Stored entries
____

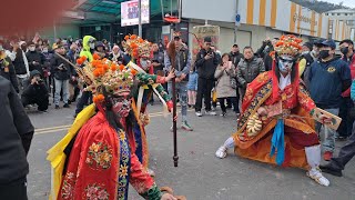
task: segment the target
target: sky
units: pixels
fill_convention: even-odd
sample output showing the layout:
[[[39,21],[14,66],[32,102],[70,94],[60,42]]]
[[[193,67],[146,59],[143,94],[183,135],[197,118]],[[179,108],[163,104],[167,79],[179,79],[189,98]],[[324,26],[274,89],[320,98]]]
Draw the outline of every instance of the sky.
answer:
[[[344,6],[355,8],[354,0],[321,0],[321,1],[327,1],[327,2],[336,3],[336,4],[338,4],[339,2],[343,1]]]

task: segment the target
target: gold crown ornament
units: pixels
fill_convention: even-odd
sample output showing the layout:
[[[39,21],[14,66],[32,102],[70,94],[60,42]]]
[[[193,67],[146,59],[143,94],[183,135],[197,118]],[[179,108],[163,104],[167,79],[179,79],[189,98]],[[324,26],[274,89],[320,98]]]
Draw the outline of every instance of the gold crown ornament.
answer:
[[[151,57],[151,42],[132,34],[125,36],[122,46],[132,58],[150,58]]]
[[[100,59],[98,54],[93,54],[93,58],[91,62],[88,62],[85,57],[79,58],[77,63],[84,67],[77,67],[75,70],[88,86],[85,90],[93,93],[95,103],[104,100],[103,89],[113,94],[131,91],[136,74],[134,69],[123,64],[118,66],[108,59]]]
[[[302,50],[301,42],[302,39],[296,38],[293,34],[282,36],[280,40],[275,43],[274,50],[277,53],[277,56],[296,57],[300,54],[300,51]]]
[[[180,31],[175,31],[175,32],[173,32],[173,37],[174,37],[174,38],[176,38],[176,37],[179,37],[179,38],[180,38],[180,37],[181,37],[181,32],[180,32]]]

____

§ Job
Leave out the pictures, and give all the records again exactly.

§ Task answer
task: segment the target
target: sky
units: pixels
fill_convention: even-odd
sample output showing the layout:
[[[39,21],[14,66],[32,102],[70,94],[60,42]]]
[[[193,67],[146,59],[143,94],[183,135],[197,118]],[[179,108],[163,104],[167,79],[179,79],[189,98]],[[324,26],[274,89],[320,98]]]
Draw the outline of every instance of the sky.
answer:
[[[344,6],[355,8],[354,0],[321,0],[321,1],[327,1],[327,2],[336,3],[336,4],[338,4],[339,2],[343,1]]]

task: segment the target
target: gold crown ornament
units: pixels
fill_convention: even-odd
sample output showing the layout:
[[[39,21],[14,66],[32,102],[70,94],[60,42]]]
[[[193,67],[146,59],[143,94],[183,135],[197,118]],[[179,108],[163,104],[167,79],[179,79],[189,98]],[[324,26],[274,89],[320,98]]]
Draw the outline of every instance of the gold crown ornament.
answer:
[[[151,57],[151,42],[132,34],[125,36],[122,46],[132,58],[150,58]]]
[[[100,59],[98,54],[93,54],[93,58],[91,62],[88,62],[85,57],[79,58],[77,63],[84,67],[77,67],[75,70],[88,86],[85,90],[93,93],[95,103],[104,100],[103,89],[113,94],[131,91],[136,74],[134,69],[123,64],[118,66],[108,59]]]
[[[302,50],[301,42],[302,39],[296,38],[293,34],[282,36],[280,40],[275,43],[274,50],[277,53],[277,56],[296,57],[300,54],[300,51]]]
[[[180,31],[175,31],[175,32],[173,32],[173,37],[174,37],[174,38],[176,38],[176,37],[179,37],[179,38],[180,38],[180,37],[181,37],[181,32],[180,32]]]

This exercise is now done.